Problem requirements
Look through the material that follows and show every line with the string "paper".

Material shown
########################################

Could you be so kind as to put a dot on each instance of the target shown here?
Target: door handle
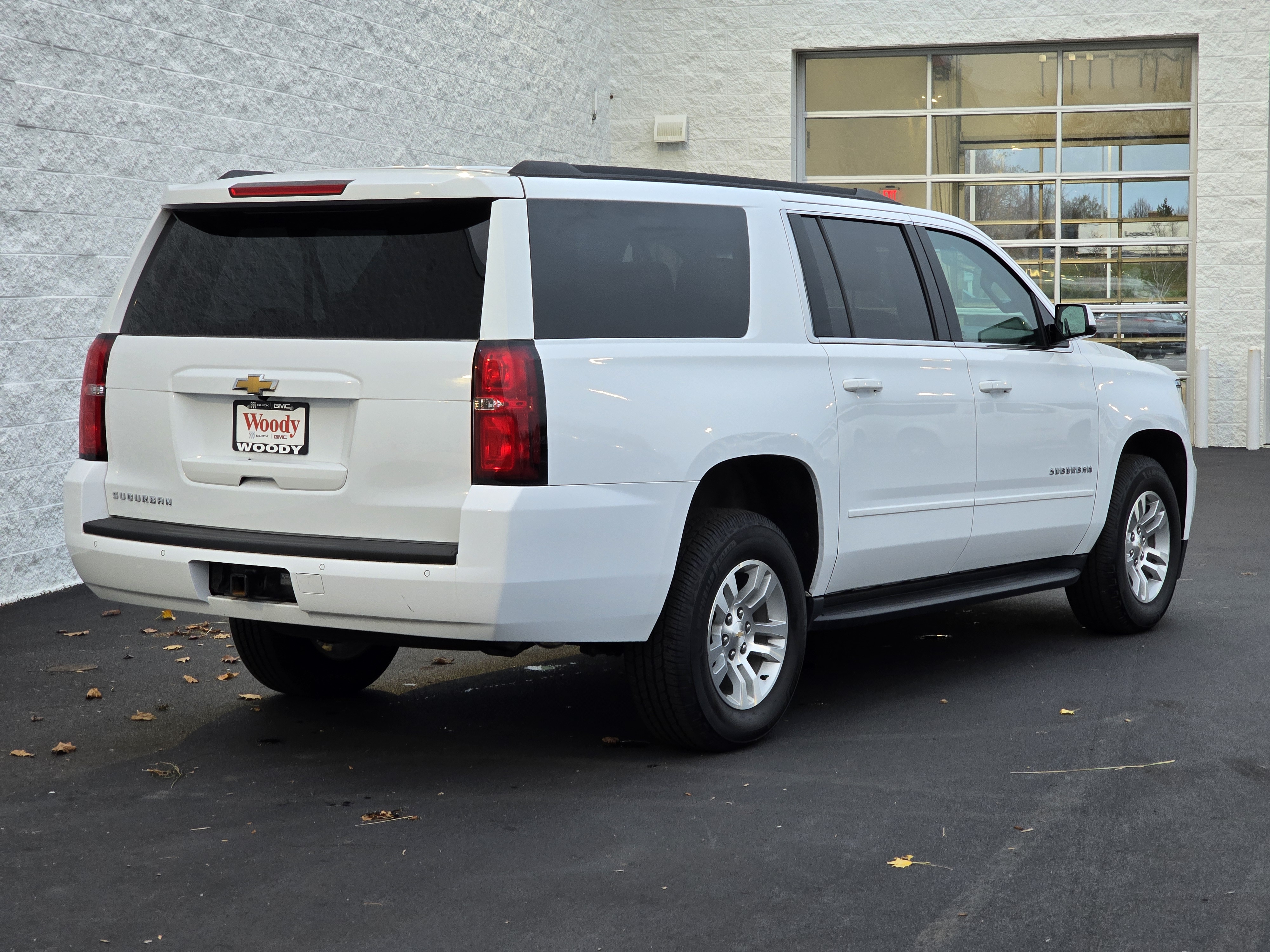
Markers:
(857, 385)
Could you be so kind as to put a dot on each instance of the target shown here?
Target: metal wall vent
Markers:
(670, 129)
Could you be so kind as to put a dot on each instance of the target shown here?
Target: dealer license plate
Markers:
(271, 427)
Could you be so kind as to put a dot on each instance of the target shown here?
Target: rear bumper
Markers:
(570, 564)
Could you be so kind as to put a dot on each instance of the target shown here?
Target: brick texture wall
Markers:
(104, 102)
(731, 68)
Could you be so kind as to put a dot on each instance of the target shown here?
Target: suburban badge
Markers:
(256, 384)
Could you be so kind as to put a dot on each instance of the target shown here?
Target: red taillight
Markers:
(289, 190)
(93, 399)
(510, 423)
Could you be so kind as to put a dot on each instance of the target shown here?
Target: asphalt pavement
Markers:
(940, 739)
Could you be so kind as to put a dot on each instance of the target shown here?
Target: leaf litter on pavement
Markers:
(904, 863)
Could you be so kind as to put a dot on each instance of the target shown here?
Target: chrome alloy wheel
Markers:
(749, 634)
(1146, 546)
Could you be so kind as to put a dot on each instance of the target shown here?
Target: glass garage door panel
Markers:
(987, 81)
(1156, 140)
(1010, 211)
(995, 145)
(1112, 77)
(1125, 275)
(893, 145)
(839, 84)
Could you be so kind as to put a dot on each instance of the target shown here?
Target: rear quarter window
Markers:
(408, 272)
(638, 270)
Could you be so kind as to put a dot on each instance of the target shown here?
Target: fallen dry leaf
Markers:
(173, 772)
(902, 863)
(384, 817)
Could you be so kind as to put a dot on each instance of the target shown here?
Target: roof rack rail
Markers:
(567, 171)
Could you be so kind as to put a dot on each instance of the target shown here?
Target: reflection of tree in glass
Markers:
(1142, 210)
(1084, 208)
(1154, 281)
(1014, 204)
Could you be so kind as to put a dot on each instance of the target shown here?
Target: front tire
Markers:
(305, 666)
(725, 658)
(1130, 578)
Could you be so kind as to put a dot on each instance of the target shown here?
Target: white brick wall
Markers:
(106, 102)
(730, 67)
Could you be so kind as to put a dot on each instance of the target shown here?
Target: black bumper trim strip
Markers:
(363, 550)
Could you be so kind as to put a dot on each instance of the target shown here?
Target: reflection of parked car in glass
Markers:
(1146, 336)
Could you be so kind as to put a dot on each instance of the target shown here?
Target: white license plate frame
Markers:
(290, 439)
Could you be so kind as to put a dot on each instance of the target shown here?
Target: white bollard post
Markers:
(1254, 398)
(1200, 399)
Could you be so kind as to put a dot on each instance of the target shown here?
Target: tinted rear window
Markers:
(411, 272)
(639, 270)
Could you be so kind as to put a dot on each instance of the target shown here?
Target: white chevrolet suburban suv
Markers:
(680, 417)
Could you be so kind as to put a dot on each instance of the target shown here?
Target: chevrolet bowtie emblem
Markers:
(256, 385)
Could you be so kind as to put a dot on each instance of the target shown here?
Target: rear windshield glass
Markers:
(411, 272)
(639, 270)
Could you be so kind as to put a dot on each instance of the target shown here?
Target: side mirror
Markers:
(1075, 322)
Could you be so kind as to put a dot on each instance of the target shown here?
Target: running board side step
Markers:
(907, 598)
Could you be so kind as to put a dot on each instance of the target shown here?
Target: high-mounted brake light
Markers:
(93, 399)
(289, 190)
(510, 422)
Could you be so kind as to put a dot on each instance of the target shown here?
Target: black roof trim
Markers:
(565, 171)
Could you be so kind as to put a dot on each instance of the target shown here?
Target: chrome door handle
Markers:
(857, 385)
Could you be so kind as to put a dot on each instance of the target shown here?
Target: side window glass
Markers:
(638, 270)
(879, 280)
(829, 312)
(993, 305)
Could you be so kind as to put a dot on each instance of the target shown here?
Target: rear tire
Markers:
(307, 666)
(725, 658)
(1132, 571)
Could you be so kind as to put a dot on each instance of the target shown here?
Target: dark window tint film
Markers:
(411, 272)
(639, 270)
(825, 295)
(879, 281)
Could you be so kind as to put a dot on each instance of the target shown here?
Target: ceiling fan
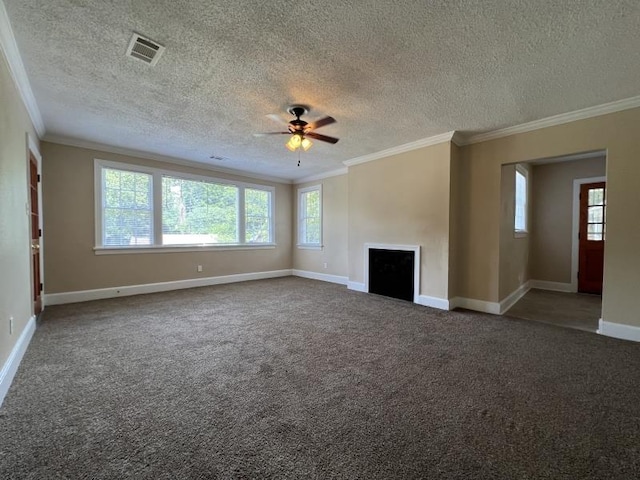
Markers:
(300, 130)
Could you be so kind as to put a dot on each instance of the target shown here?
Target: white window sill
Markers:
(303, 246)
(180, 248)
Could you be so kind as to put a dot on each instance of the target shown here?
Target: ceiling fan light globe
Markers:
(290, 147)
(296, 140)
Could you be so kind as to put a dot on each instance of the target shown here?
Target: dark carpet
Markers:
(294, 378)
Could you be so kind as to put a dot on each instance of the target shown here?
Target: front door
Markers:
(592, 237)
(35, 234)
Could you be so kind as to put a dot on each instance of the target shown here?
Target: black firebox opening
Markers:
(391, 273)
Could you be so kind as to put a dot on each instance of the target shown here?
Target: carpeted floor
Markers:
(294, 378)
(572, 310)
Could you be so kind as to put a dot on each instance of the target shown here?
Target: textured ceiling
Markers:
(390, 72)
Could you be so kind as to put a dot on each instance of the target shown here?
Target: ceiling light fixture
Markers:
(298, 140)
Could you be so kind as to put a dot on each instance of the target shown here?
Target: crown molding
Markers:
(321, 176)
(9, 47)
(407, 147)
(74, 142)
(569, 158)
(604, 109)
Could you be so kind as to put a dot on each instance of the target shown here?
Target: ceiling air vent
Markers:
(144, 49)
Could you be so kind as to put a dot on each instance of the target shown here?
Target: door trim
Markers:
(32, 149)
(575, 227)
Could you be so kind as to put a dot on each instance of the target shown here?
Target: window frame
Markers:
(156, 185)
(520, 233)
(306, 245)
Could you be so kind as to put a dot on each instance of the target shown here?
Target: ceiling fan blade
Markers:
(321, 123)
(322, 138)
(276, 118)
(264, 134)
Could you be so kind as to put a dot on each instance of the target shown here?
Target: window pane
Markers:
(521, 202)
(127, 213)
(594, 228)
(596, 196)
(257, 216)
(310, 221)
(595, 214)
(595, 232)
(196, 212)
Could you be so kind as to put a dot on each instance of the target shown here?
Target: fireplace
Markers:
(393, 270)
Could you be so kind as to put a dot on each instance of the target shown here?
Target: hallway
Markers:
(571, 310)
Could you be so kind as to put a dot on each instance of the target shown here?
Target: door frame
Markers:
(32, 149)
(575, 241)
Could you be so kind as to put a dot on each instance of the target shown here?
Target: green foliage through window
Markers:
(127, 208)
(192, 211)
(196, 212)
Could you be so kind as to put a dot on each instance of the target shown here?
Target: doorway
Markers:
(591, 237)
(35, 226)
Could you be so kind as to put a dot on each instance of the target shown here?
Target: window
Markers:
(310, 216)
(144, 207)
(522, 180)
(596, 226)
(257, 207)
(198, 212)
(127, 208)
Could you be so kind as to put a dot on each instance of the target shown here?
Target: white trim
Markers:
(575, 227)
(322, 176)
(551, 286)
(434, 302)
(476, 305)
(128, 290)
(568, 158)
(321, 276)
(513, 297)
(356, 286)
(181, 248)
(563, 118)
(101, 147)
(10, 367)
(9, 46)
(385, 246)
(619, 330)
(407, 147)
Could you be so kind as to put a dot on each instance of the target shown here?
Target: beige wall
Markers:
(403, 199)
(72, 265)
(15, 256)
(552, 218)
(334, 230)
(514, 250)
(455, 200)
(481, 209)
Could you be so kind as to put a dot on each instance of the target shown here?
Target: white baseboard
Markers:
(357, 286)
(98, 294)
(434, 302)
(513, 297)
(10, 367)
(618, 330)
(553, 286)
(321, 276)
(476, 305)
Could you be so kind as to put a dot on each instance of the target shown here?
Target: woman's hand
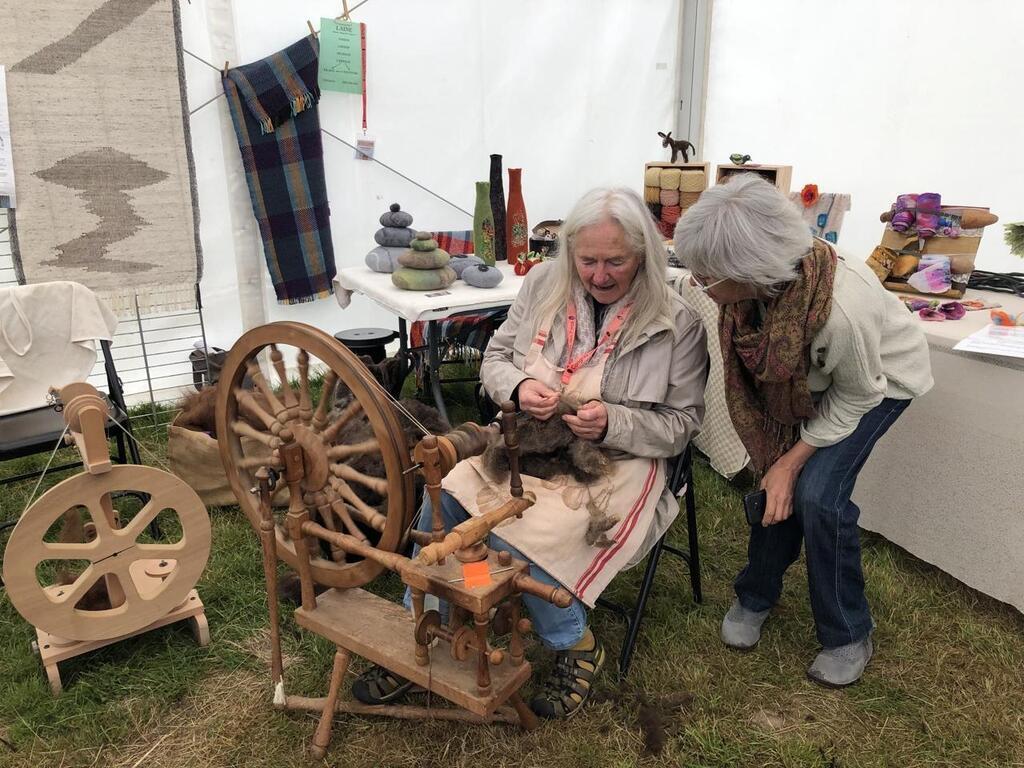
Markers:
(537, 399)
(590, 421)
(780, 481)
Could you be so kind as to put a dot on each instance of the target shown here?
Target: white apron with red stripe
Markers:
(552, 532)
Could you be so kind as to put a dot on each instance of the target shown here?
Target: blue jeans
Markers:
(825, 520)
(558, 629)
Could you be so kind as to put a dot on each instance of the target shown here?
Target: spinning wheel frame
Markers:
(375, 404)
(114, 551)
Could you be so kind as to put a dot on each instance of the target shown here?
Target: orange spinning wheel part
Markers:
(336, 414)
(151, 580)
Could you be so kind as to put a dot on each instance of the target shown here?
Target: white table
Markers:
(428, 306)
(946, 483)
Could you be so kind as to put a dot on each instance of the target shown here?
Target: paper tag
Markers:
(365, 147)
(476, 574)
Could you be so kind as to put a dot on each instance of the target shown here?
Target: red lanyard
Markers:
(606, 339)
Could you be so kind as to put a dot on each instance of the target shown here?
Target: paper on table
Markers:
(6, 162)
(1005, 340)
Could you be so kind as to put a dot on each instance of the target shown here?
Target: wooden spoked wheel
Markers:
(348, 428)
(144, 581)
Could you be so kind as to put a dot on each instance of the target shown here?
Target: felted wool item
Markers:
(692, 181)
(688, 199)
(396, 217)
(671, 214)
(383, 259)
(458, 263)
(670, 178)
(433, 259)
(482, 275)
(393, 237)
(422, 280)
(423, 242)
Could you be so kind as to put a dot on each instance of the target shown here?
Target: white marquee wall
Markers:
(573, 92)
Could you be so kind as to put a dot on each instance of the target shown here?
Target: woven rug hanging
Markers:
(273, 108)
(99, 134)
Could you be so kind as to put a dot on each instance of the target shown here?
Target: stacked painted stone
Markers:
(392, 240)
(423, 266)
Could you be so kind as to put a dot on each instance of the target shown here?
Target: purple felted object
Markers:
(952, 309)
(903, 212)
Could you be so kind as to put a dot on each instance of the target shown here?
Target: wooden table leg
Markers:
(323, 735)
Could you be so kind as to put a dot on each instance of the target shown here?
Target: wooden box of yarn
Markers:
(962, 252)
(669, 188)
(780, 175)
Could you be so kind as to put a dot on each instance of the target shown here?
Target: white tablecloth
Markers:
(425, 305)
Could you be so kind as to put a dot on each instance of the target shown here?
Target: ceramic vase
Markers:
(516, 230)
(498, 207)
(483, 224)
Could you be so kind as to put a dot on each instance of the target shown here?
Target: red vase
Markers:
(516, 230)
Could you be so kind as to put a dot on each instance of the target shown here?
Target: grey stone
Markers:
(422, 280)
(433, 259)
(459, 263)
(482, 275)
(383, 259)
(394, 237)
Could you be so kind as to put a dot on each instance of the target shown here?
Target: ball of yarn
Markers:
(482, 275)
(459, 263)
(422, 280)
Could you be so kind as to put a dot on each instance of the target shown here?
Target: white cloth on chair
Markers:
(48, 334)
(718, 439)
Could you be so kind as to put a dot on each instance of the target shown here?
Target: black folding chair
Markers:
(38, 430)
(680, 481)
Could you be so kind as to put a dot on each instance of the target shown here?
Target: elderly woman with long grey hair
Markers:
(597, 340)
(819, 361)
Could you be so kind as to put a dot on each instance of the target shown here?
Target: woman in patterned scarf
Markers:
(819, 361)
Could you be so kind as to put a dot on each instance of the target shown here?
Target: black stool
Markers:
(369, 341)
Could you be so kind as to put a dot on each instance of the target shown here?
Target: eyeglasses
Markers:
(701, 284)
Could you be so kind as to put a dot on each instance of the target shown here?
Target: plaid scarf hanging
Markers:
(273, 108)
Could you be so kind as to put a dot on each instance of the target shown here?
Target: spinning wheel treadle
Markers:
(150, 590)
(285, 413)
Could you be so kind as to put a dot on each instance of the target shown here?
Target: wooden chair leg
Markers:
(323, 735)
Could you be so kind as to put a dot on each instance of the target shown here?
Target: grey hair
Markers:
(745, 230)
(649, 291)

########################################

Exercise result
Target: paper tag
Target: paper on table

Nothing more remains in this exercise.